Your goal:
Could you count how many lines of the data include "floor" and answer with the number only?

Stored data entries
━━━━

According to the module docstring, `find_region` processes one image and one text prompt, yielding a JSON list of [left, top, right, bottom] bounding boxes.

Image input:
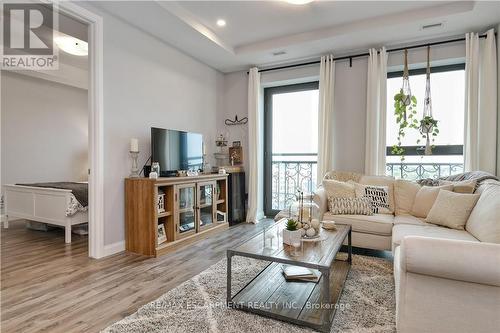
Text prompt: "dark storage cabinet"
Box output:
[[227, 172, 246, 225]]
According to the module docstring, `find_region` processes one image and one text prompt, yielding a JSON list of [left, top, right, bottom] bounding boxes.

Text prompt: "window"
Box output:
[[264, 82, 319, 216], [386, 64, 465, 180]]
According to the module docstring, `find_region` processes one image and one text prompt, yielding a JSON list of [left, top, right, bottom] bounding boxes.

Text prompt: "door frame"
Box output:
[[57, 2, 105, 258], [263, 81, 319, 217]]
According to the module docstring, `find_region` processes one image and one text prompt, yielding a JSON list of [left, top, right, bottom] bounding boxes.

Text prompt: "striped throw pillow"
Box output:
[[328, 197, 374, 215]]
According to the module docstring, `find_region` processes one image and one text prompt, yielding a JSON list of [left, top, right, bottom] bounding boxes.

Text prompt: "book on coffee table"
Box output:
[[281, 265, 321, 282]]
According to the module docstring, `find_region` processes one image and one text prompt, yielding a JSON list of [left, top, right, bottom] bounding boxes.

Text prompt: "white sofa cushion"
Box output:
[[411, 185, 453, 218], [425, 190, 480, 230], [466, 180, 500, 243], [393, 215, 426, 226], [322, 179, 355, 199], [392, 224, 478, 248], [359, 175, 395, 214], [323, 212, 393, 236], [394, 179, 421, 215]]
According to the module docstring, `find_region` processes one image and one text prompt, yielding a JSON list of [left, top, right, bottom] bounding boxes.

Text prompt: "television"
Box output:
[[151, 127, 203, 176]]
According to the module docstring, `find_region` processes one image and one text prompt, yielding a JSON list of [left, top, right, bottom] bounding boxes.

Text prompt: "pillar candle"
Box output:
[[130, 138, 139, 152]]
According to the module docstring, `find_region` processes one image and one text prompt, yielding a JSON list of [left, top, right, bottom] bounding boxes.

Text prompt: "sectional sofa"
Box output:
[[314, 171, 500, 333]]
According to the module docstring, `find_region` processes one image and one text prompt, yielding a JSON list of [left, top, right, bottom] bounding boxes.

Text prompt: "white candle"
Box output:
[[130, 138, 139, 152], [202, 143, 206, 155]]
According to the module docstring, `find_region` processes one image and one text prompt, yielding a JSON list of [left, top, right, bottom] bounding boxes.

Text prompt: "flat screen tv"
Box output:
[[151, 127, 203, 176]]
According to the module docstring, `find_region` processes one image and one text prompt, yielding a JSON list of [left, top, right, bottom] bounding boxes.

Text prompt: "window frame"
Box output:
[[386, 63, 465, 157], [263, 81, 319, 217]]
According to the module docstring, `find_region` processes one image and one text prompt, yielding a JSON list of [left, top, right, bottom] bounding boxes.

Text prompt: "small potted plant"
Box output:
[[283, 219, 302, 245]]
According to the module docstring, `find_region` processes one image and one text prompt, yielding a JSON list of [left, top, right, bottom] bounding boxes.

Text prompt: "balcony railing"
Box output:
[[271, 154, 317, 210], [386, 163, 464, 181]]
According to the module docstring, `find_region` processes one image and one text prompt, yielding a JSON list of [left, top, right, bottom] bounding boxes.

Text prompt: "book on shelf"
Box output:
[[281, 265, 321, 283]]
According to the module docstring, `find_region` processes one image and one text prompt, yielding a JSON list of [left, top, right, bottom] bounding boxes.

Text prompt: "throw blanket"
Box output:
[[17, 182, 88, 207], [417, 171, 499, 188]]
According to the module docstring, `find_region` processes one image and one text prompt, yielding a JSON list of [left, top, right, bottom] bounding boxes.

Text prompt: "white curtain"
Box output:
[[246, 67, 261, 223], [365, 47, 388, 176], [317, 55, 335, 183], [464, 29, 497, 174]]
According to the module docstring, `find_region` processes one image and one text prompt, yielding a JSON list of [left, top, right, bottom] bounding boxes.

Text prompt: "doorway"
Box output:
[[263, 82, 319, 217]]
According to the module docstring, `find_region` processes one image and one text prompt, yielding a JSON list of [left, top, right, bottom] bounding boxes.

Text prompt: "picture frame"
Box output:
[[229, 146, 243, 165], [157, 223, 167, 244]]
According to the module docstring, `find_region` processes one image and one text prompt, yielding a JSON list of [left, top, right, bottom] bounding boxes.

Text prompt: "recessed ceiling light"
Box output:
[[54, 36, 88, 56], [284, 0, 314, 5], [216, 19, 226, 27]]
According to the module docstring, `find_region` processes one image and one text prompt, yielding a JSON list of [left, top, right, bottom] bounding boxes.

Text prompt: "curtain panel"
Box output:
[[365, 47, 388, 176], [464, 29, 497, 174], [246, 67, 261, 223], [317, 55, 336, 184]]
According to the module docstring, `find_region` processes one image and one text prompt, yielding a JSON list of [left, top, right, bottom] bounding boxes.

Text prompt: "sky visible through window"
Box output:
[[386, 69, 465, 164], [272, 89, 319, 162]]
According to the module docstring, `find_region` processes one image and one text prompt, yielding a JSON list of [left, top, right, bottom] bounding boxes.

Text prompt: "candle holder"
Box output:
[[129, 151, 140, 178]]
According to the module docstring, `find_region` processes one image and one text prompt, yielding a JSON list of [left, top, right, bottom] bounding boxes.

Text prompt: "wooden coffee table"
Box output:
[[227, 219, 352, 332]]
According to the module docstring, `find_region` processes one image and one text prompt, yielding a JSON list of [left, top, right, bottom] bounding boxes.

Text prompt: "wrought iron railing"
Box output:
[[386, 163, 464, 181], [271, 154, 317, 210]]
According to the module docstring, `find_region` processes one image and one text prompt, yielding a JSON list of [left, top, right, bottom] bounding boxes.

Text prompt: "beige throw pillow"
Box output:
[[411, 185, 454, 218], [426, 190, 480, 230], [322, 179, 355, 199], [439, 179, 477, 194], [394, 179, 421, 215]]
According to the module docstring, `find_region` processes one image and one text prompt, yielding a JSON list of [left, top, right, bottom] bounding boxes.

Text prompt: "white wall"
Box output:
[[1, 71, 88, 189], [497, 23, 500, 176], [221, 42, 467, 181], [81, 3, 224, 246]]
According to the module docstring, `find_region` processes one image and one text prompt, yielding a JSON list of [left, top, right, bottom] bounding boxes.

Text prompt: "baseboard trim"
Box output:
[[103, 240, 125, 257]]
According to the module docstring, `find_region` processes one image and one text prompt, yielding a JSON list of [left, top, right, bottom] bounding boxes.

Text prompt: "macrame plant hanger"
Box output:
[[420, 46, 434, 155], [401, 49, 412, 120]]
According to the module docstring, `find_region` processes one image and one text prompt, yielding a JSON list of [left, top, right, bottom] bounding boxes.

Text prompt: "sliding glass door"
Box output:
[[264, 82, 319, 217]]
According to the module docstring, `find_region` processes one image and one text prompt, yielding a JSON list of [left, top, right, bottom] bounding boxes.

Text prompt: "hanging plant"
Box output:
[[417, 46, 439, 155], [392, 49, 419, 161]]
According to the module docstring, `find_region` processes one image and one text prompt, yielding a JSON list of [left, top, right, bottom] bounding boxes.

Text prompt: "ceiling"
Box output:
[[4, 7, 89, 89], [93, 1, 500, 73]]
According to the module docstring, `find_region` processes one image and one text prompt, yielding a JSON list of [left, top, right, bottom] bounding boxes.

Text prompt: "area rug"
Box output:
[[103, 254, 395, 333]]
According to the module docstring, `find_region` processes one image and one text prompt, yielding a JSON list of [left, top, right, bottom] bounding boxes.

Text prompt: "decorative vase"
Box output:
[[283, 229, 301, 246]]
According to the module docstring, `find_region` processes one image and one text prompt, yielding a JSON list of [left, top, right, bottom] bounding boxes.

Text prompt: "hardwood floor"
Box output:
[[1, 219, 274, 333]]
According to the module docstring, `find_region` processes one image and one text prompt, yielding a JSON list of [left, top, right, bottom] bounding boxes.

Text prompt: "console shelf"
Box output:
[[125, 174, 228, 257]]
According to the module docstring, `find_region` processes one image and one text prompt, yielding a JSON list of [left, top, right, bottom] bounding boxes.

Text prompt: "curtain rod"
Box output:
[[250, 33, 493, 74]]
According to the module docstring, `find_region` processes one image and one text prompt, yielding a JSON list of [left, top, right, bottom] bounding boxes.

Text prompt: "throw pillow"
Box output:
[[351, 182, 391, 214], [411, 185, 454, 218], [328, 197, 374, 215], [322, 179, 355, 199], [438, 179, 477, 194], [359, 175, 395, 214], [394, 179, 421, 215], [426, 190, 480, 230]]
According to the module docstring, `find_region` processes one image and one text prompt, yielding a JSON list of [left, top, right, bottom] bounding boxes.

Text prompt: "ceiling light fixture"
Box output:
[[54, 36, 88, 56], [284, 0, 314, 5], [216, 19, 226, 27]]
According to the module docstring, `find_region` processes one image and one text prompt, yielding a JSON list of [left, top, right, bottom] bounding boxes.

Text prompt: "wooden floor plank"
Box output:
[[1, 219, 274, 333]]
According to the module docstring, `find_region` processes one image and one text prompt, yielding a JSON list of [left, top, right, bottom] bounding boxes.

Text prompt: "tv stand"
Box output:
[[125, 174, 228, 257]]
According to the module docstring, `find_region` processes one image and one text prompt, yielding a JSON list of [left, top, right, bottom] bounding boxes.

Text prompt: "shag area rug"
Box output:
[[103, 254, 395, 333]]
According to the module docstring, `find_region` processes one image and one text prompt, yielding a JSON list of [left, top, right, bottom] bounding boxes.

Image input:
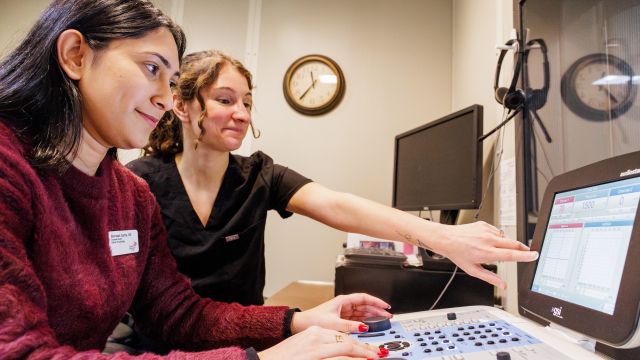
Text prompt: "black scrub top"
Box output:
[[126, 151, 312, 305]]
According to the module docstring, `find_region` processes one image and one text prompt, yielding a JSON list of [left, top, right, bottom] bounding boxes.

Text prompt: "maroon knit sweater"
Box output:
[[0, 122, 291, 359]]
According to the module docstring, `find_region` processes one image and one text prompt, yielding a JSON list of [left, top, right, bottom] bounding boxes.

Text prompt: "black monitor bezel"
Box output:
[[392, 104, 483, 211], [518, 151, 640, 345]]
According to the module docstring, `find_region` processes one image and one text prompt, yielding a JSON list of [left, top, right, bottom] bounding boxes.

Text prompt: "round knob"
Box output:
[[363, 316, 391, 332], [496, 351, 511, 360]]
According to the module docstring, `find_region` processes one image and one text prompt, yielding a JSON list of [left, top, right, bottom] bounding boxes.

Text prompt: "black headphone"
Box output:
[[482, 37, 551, 143], [494, 39, 524, 110], [494, 38, 549, 111], [523, 38, 549, 112]]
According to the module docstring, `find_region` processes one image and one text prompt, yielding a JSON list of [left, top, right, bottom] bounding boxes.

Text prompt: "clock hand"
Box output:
[[310, 71, 315, 88], [604, 88, 619, 104], [598, 85, 619, 104], [299, 79, 318, 100]]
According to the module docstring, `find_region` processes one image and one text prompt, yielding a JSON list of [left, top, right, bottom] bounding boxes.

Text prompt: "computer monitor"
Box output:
[[519, 150, 640, 348], [392, 104, 483, 225]]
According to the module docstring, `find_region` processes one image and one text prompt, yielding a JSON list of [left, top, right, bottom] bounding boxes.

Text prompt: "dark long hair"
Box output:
[[144, 50, 253, 156], [0, 0, 186, 169]]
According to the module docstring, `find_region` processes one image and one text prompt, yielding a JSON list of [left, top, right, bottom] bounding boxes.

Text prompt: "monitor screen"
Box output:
[[519, 150, 640, 347], [531, 176, 640, 315], [393, 105, 482, 211]]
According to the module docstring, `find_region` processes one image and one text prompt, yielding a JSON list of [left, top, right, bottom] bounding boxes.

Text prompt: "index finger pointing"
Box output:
[[491, 248, 539, 262]]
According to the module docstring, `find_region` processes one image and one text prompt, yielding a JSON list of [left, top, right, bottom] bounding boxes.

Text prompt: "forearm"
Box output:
[[292, 186, 445, 251]]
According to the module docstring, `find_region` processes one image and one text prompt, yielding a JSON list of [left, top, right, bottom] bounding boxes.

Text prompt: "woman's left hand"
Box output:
[[291, 293, 392, 335]]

━━━━

Response:
2